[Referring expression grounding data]
'''

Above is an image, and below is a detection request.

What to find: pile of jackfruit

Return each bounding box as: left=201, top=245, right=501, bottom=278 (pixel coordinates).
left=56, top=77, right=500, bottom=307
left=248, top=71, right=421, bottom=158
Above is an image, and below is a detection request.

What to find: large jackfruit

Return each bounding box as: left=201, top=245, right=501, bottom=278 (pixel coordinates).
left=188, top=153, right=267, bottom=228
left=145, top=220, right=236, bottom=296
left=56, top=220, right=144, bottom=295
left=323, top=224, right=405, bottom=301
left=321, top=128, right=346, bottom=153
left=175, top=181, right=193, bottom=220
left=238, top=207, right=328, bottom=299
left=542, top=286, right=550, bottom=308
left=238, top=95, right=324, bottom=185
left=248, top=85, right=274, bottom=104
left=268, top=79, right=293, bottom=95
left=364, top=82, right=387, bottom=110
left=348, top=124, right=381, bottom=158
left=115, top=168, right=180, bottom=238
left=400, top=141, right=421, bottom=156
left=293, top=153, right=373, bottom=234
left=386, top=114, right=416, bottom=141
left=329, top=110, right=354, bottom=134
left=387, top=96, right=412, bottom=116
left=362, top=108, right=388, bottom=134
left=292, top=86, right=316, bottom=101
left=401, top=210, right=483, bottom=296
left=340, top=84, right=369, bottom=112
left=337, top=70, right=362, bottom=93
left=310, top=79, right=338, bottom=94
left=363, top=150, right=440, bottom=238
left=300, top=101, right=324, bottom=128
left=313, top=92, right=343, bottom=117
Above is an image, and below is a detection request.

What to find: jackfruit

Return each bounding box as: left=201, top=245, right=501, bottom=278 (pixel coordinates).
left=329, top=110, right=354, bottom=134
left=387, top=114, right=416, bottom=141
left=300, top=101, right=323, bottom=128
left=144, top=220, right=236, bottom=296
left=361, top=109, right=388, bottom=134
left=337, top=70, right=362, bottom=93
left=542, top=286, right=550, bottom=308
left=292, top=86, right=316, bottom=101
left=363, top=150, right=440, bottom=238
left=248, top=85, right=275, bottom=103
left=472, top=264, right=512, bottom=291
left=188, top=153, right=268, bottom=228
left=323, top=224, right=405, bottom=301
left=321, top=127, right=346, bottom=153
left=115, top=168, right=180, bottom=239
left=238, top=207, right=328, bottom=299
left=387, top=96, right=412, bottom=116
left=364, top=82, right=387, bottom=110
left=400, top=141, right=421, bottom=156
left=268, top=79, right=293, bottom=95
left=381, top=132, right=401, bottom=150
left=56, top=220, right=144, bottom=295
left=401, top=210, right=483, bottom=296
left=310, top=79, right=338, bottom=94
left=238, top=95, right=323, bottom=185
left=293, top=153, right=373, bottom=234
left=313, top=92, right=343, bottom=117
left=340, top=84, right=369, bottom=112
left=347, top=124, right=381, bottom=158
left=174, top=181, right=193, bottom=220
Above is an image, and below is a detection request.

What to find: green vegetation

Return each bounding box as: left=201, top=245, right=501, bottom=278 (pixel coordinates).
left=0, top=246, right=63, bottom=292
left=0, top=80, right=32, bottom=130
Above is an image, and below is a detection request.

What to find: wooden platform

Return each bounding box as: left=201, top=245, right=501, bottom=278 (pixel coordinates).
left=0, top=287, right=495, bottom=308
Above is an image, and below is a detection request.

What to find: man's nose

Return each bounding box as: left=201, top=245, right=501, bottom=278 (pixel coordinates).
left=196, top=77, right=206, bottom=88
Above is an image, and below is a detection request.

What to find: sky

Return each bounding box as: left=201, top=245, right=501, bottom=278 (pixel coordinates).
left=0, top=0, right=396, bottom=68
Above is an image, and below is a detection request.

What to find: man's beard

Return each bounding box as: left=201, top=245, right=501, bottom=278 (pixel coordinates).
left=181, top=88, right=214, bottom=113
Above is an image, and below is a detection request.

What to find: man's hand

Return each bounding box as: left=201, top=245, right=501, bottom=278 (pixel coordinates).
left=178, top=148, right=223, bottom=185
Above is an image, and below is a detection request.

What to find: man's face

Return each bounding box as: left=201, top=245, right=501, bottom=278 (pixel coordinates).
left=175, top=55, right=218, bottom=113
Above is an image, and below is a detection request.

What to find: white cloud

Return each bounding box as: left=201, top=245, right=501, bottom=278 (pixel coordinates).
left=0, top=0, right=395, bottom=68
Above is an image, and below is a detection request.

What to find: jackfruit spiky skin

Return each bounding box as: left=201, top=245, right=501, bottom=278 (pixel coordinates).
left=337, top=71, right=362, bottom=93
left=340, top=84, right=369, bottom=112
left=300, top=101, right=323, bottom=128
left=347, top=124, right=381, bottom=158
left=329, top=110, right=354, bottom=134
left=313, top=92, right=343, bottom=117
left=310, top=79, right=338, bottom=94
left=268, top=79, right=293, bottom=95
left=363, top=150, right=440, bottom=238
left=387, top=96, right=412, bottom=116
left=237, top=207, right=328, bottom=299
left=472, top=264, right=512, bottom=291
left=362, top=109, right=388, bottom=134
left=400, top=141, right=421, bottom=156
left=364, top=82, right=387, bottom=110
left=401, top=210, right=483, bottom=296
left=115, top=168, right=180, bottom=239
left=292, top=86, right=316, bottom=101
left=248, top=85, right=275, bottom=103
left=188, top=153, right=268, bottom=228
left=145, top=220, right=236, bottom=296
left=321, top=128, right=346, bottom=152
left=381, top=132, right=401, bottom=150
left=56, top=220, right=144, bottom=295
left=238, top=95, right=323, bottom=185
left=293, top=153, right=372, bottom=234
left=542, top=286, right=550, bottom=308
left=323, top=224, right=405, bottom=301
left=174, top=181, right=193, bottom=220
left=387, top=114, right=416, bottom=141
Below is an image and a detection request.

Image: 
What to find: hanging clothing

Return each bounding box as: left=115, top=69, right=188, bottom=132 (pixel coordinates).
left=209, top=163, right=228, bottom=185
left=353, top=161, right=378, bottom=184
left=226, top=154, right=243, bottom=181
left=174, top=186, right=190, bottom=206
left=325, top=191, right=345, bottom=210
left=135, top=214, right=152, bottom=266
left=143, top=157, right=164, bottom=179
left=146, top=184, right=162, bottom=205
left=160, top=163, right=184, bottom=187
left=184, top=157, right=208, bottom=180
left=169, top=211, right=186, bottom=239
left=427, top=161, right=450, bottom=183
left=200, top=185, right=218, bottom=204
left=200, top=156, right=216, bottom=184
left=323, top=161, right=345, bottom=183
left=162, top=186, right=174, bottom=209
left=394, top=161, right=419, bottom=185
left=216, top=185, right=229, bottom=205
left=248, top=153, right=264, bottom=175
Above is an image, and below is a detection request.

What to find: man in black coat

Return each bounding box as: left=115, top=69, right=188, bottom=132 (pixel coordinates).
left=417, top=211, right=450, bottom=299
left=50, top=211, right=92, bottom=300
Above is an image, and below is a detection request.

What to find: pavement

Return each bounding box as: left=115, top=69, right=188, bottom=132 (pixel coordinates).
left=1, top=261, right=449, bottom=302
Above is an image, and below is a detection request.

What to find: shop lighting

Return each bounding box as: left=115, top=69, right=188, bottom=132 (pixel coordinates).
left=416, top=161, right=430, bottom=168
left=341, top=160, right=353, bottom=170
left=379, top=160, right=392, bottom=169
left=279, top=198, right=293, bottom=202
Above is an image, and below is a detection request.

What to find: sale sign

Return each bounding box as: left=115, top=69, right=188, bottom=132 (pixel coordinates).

'''

→ **Exercise**
From the data above, output only the lines between the line containing "What to find: green vegetation" and the line containing "What to find: sky", inclusive, exactly as written.

→ **Result**
What to find: green vegetation

Return each bounding box as: left=201, top=245, right=501, bottom=278 (pixel coordinates).
left=0, top=246, right=63, bottom=292
left=0, top=80, right=32, bottom=130
Above is an image, and below is a detection request.

What to find: wooden platform

Return each bounding box as: left=201, top=245, right=501, bottom=278 (pixel coordinates).
left=0, top=287, right=495, bottom=308
Above is an image, and below is a detection request.

What to find: man's nose

Return each bounding box as: left=201, top=245, right=501, bottom=278 (pixel coordinates).
left=196, top=77, right=206, bottom=88
Above is an image, and below is a detection request.

What to find: sky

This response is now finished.